Pick up the passage on the ITIESE project and medieval Ethiopic manuscript art after its last sentence, and continue writing it.

Source passage

┏━━

The ITIESE project has been supported by an AHRC-DFG grant (ref. no. AH/V002910/1). It intends to shed new light on the art, history, and culture of the Ethiopian Empire during a period going from the rise of a new dynasty which claimed to descend from the biblical King Solomon in 1270 to its near collapse in 1527, through a series of collaborations with libraries and institutions across the world, and to set up a platform for exchange between scholars working on the history of manuscript illumination – with a particular focus on the Oriental Orthodox traditions of the Armenian, Coptic, and the Syriac worlds – and on the Christian arts of Ethiopia and Eritrea.

 

Objectives

Beginning of the Gospel of Mark (Metropolitan Museum of Art)

The colourful hieratic images that decorate Ethiopic manuscripts produced during the time span considered by this project – conventionally known as the early Solomonic period (1270–1527) – are unlike anything else produced in sub-Saharan Africa. These illustrations embody the spiritual aspirations and cultural identity of the artists who made them. The Ethiopian Empire was the longest-lived empire in Africa after that of Ancient Egypt. However, while there have been thousands of publications on the arts of Ancient Egypt, the visual culture of Ethiopia continues to be marginalized and misrepresented. By looking at the illustrations in medieval Ethiopic manuscripts, focusing especially on hitherto little-known examples in collections in Germany and the UK, the ITIESE project aims to improve our understanding of this material through a range of publications and activities that will reconstruct the vibrant cultural and religious history of the Ethiopian Empire during the early Solomonic period.

┗━━

Material supplied
┏━━

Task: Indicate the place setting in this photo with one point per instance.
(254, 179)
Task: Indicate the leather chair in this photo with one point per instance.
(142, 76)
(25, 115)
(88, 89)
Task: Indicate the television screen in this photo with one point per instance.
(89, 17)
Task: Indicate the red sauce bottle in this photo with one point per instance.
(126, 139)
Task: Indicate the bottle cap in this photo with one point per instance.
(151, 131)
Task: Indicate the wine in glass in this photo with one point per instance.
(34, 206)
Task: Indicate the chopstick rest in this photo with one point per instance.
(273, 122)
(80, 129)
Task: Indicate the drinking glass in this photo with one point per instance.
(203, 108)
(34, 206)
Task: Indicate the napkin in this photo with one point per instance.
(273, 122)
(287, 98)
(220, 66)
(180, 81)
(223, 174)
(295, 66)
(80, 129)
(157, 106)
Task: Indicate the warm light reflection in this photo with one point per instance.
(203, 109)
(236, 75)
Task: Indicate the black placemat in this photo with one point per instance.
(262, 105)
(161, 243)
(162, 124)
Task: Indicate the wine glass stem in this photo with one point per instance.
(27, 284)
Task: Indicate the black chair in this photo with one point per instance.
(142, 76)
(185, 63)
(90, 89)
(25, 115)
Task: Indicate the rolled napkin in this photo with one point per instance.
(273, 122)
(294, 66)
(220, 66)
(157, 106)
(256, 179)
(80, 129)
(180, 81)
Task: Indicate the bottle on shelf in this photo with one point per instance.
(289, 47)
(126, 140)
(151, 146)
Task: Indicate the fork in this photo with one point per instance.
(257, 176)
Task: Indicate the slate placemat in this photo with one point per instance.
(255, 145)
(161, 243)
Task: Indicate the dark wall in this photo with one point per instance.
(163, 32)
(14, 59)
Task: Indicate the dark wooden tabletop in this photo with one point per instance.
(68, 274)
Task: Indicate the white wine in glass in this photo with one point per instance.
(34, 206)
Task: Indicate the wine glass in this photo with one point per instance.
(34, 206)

┗━━

Response
 

About

The ITIESE project will run from 2021 to 2024 and will be co-hosted by UCL and Universität Hamburg. ITIESE is being co-directed by Dr Jacopo Gnisci (UCL) and Prof. Alessandro Bausi (Universität Hamburg), who are working together with Prof. Theo M. van Lint (University of Oxford), Dr Vitagrazia Pisani (Universität Hamburg) and Ms Sophia Dege-Müller (Universität Hamburg). The project benefits from a wide network of advisors and is collaborating with several institutions and projects with overlapping research objectives. Seed funding for this project was provided by The Oxford Research Centre in the Humanities.